RECORDS PROVIDED:

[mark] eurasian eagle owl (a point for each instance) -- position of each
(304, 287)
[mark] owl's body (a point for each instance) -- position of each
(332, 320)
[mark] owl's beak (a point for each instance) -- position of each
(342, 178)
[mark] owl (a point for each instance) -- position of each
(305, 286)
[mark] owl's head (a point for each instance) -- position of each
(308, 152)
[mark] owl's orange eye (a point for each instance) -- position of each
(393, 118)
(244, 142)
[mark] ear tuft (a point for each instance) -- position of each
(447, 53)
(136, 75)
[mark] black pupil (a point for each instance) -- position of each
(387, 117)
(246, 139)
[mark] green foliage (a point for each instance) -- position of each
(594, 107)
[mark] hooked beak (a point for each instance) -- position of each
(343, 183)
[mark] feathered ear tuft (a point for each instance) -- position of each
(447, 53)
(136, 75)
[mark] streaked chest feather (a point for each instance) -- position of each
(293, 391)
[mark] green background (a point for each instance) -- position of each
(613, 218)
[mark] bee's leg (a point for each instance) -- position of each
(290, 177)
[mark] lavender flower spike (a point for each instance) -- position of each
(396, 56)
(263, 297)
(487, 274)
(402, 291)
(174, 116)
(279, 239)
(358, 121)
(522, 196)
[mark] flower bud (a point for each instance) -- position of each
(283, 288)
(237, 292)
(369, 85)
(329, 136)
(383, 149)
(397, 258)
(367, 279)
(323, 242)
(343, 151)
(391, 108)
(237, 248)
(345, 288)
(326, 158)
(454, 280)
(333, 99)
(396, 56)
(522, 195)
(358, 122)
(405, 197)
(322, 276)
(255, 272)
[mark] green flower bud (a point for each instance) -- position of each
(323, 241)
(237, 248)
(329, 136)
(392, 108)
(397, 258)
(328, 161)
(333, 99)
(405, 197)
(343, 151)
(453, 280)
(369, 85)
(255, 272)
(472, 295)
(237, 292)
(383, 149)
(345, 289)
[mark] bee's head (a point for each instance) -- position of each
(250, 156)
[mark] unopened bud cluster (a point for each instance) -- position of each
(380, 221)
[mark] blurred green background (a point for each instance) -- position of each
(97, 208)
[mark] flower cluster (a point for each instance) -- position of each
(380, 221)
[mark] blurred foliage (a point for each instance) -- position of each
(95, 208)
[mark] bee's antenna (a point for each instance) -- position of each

WHAT THE TASK ASKS: Scale the records from the line with "[mark] flower bud" up to and including the last line of the records. Give every line again, requests included, with each point coordinate in the answers multiplied by 1.95 and rounded to a whole number, halves rounded up.

OUTPUT BELOW:
[mark] flower bud (a point for each instance) -- position of each
(552, 562)
(462, 569)
(720, 166)
(642, 265)
(747, 291)
(774, 503)
(716, 544)
(630, 472)
(669, 294)
(762, 211)
(462, 484)
(673, 562)
(636, 308)
(885, 546)
(649, 193)
(772, 109)
(1018, 380)
(698, 238)
(790, 384)
(628, 538)
(497, 530)
[mark] green flower bud (a point for each instance) -- position of each
(630, 470)
(462, 484)
(642, 265)
(764, 211)
(774, 503)
(640, 314)
(649, 193)
(790, 384)
(669, 294)
(883, 546)
(720, 166)
(497, 530)
(920, 575)
(462, 569)
(747, 291)
(673, 564)
[mark] bee's head (a point for each instance) -- position of each
(488, 304)
[mark] unopened bud cluster (a point for each instance) -- position of each
(741, 431)
[mark] blurred green background (a point for each instance) -- position of each
(189, 406)
[mark] flower cluster (a point for each instance) -- position of each
(741, 431)
[mark] blurred foliage (a point for each instance) -- position of each
(185, 406)
[mark] bee's antenna (a point for each instance) -- position of each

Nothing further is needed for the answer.